(Part of a data file)
▼▼▼
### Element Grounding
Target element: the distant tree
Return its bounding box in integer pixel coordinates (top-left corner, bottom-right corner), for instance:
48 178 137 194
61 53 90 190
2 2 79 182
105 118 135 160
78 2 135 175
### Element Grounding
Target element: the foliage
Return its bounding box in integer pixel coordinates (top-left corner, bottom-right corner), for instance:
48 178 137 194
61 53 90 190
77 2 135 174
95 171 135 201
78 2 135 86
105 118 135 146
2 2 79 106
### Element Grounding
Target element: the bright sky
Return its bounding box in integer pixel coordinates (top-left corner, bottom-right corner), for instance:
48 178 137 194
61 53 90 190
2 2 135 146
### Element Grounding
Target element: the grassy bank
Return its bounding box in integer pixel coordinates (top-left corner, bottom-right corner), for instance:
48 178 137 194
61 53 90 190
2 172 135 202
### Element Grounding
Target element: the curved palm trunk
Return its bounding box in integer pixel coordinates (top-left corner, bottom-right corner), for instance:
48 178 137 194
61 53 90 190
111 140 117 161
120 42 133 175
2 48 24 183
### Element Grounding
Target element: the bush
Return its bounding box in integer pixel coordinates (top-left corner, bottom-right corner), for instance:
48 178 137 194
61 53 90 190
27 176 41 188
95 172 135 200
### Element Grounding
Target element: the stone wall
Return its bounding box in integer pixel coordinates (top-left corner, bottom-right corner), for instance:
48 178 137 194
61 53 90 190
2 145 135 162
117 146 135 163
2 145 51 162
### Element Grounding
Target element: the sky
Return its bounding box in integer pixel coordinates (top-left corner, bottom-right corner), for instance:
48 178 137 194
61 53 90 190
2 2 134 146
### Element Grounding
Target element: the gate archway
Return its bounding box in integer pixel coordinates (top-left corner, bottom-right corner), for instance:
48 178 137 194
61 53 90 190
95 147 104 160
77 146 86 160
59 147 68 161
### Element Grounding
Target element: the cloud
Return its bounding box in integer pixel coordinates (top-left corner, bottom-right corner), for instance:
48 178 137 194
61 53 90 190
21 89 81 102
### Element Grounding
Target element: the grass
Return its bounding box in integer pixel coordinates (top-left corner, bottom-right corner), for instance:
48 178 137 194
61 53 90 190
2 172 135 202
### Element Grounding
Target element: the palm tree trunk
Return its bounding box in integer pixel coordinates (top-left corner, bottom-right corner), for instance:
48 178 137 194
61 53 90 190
▲▲▲
Prompt:
Please reproduce the stretch from the start of the items through the line containing "78 2 135 175", with "bounding box" replaced by "enclosing rectangle" and everything else left unchanged.

The reply:
### Element Grounding
Target element: the distant tree
Return its enclosing rectangle in integer pixel coordinates (top-left corner, bottom-right corner), for instance:
48 178 137 194
61 53 90 190
2 2 79 182
105 118 135 160
78 2 135 175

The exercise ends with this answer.